The answer is every line in the data below that contains the word "vest".

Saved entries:
··········

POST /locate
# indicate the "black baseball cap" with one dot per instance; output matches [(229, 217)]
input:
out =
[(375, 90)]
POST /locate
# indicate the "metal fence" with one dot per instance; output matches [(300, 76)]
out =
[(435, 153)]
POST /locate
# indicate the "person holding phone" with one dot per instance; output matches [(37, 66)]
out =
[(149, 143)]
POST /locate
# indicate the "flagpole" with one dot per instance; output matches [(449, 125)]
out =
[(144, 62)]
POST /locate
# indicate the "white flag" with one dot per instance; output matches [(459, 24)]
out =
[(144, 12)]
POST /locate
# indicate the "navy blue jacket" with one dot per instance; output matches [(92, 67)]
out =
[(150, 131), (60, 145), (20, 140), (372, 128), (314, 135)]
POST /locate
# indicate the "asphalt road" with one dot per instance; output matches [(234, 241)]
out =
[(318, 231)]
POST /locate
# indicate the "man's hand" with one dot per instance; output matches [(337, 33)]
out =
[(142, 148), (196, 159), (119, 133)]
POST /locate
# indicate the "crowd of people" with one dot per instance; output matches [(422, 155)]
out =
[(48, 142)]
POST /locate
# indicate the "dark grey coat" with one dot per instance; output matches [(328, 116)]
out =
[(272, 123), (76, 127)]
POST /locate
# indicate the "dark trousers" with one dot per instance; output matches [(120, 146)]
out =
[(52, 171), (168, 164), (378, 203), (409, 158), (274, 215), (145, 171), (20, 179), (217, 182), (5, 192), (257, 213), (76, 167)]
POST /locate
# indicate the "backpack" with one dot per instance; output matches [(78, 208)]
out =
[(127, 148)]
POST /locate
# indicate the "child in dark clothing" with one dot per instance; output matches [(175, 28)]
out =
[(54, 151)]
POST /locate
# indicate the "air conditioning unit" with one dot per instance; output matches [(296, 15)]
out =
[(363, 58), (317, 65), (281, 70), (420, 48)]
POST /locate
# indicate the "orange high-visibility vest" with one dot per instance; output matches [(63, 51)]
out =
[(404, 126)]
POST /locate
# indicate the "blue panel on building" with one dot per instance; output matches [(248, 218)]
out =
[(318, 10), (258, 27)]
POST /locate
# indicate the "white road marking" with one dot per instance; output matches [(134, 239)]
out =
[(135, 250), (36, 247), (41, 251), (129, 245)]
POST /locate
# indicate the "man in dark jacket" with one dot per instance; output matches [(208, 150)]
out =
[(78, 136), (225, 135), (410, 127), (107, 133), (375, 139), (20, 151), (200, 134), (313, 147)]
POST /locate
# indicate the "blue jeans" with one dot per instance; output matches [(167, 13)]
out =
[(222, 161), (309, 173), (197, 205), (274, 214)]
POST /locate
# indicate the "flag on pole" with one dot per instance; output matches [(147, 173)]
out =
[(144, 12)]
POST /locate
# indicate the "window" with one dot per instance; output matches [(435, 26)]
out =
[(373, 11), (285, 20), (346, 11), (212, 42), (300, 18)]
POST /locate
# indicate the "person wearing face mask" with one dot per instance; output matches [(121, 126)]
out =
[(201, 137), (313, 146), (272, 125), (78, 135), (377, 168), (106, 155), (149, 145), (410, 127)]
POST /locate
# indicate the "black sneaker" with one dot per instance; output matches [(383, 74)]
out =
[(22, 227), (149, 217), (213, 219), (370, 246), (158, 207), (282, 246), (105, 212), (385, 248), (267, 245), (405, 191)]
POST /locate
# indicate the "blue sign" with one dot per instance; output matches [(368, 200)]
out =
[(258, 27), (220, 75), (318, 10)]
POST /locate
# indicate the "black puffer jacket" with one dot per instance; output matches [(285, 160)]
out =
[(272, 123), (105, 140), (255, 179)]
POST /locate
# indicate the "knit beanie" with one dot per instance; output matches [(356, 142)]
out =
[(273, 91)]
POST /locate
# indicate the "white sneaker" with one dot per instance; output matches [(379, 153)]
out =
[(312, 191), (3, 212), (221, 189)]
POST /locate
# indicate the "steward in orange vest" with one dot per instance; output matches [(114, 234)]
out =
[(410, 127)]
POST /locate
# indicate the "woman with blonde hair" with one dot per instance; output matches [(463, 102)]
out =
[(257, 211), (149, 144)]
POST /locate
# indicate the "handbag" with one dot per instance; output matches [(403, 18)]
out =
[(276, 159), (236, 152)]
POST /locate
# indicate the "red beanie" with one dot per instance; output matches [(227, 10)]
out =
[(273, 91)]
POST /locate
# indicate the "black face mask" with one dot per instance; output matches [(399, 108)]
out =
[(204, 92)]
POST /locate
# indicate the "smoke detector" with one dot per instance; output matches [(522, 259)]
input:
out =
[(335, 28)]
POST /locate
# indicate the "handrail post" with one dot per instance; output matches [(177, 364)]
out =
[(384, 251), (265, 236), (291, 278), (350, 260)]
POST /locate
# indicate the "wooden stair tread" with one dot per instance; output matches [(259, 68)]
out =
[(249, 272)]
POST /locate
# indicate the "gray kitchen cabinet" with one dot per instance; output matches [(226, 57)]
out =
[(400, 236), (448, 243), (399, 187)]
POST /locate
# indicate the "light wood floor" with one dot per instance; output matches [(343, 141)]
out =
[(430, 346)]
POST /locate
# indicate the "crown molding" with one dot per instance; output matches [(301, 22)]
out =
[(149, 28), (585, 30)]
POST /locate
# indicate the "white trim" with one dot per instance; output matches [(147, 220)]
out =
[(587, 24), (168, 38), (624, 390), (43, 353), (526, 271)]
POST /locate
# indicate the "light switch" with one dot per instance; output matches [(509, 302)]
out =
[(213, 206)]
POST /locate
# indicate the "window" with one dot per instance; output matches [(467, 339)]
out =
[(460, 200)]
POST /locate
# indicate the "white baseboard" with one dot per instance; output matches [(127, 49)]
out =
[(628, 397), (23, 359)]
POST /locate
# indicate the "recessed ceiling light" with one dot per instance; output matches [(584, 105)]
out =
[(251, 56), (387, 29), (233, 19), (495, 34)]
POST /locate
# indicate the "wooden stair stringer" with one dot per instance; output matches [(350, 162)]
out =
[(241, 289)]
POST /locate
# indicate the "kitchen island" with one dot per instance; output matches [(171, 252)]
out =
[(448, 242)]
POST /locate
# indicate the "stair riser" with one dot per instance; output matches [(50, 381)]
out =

··········

EXERCISE ANSWER »
# indicate the "orange high-visibility vest" with one dot per instance; output matches [(63, 51)]
# indicate the "steward in orange vest" with one dot per instance; output matches [(114, 234)]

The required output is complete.